Data in this exercise:
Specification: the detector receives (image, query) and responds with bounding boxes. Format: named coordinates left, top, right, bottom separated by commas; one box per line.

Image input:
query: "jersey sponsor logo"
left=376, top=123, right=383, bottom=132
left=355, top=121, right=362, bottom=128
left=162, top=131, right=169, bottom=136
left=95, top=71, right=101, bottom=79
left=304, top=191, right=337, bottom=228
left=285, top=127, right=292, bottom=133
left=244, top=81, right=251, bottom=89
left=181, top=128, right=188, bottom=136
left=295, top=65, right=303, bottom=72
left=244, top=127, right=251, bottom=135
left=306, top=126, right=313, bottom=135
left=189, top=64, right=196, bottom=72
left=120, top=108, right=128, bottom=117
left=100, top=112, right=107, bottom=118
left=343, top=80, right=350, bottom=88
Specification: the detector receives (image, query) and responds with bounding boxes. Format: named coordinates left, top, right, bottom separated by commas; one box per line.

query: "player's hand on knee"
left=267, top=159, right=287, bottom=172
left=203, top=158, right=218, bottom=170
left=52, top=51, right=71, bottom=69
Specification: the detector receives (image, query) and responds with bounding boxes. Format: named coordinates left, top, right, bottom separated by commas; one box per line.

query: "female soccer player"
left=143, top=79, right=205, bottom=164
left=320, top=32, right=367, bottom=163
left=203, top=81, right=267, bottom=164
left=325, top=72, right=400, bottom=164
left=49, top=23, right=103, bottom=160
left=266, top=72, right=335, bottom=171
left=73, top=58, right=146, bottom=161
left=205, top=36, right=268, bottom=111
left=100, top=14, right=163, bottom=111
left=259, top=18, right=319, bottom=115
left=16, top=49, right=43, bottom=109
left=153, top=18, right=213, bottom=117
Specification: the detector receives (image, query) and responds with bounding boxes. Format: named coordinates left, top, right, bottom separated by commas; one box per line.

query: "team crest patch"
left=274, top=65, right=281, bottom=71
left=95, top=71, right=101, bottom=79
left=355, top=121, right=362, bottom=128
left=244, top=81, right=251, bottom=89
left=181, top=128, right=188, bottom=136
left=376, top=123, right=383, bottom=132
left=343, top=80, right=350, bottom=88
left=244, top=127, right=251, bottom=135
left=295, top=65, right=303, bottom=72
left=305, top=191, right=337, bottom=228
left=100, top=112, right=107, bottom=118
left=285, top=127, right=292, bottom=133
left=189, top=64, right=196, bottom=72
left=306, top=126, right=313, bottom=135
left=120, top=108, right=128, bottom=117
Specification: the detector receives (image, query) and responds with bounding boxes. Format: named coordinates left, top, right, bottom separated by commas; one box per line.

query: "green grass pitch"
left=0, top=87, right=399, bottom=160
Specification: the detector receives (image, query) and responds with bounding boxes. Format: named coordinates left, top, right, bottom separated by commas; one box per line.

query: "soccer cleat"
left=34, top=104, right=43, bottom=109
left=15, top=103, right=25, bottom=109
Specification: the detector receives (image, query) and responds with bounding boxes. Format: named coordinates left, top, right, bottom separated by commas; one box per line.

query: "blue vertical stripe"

Your objective: Print out an identical copy of the whole listing.

Reply to the exercise:
Specification: the detector receives (image, query) and responds with bounding boxes. Format: named coordinates left, top, right, bottom separated by commas; one box per line.

Image input:
query: "jersey sponsor logo"
left=376, top=123, right=383, bottom=132
left=355, top=121, right=362, bottom=128
left=162, top=131, right=169, bottom=136
left=95, top=71, right=101, bottom=79
left=304, top=191, right=337, bottom=228
left=285, top=127, right=292, bottom=133
left=244, top=81, right=251, bottom=89
left=181, top=128, right=188, bottom=136
left=295, top=65, right=303, bottom=72
left=244, top=127, right=251, bottom=135
left=306, top=126, right=313, bottom=135
left=189, top=64, right=196, bottom=72
left=120, top=108, right=128, bottom=117
left=100, top=112, right=107, bottom=118
left=343, top=80, right=350, bottom=88
Specification: the detector receives (image, query) and responds with bounding boxes. Format: named coordinates left, top, right, bottom separated by commas; one box per line.

query: "player's hand on knee"
left=267, top=159, right=287, bottom=172
left=203, top=158, right=218, bottom=170
left=52, top=51, right=71, bottom=69
Specification: the detector receives (image, query) and responds with bounding boxes. Format: named coordinates left, top, right, bottom separated by commas; one box per line.

query: "female soccer player"
left=143, top=79, right=205, bottom=164
left=320, top=32, right=367, bottom=163
left=203, top=81, right=267, bottom=164
left=325, top=72, right=400, bottom=164
left=49, top=23, right=103, bottom=160
left=266, top=72, right=335, bottom=171
left=73, top=58, right=146, bottom=161
left=205, top=36, right=268, bottom=111
left=100, top=14, right=163, bottom=111
left=259, top=18, right=319, bottom=115
left=16, top=49, right=43, bottom=109
left=153, top=18, right=213, bottom=117
Specification: the detector receives (image, query) and responds with bounding boxes. Format: named coordinates left, top, right, bottom separated by commas; one box per line.

query: "team crest patch"
left=274, top=65, right=281, bottom=71
left=95, top=71, right=101, bottom=79
left=355, top=121, right=362, bottom=128
left=244, top=81, right=251, bottom=89
left=181, top=128, right=188, bottom=136
left=376, top=123, right=383, bottom=132
left=343, top=80, right=350, bottom=88
left=244, top=127, right=251, bottom=135
left=295, top=65, right=303, bottom=72
left=305, top=191, right=337, bottom=228
left=100, top=112, right=107, bottom=118
left=285, top=127, right=292, bottom=133
left=189, top=64, right=196, bottom=72
left=306, top=126, right=313, bottom=135
left=120, top=108, right=128, bottom=117
Specification: the detector receives (image, query) and responds with bounding boxes. Format: named coordinates left, top, right, bottom separated by commas; one box per line.

query: "green grass pitch"
left=0, top=87, right=399, bottom=160
Specification: the detector receives (image, query) and responds with bounding boxes. Format: named coordinates left, top, right, bottom separated by commas; one box per line.

query: "soccer cleat"
left=34, top=104, right=43, bottom=109
left=15, top=103, right=25, bottom=109
Specification: the detector receives (image, query) and responds with bounding boxes. Format: named coordinates left, top, right, bottom separated by commas; one box per line.

query: "blue vertical stripe"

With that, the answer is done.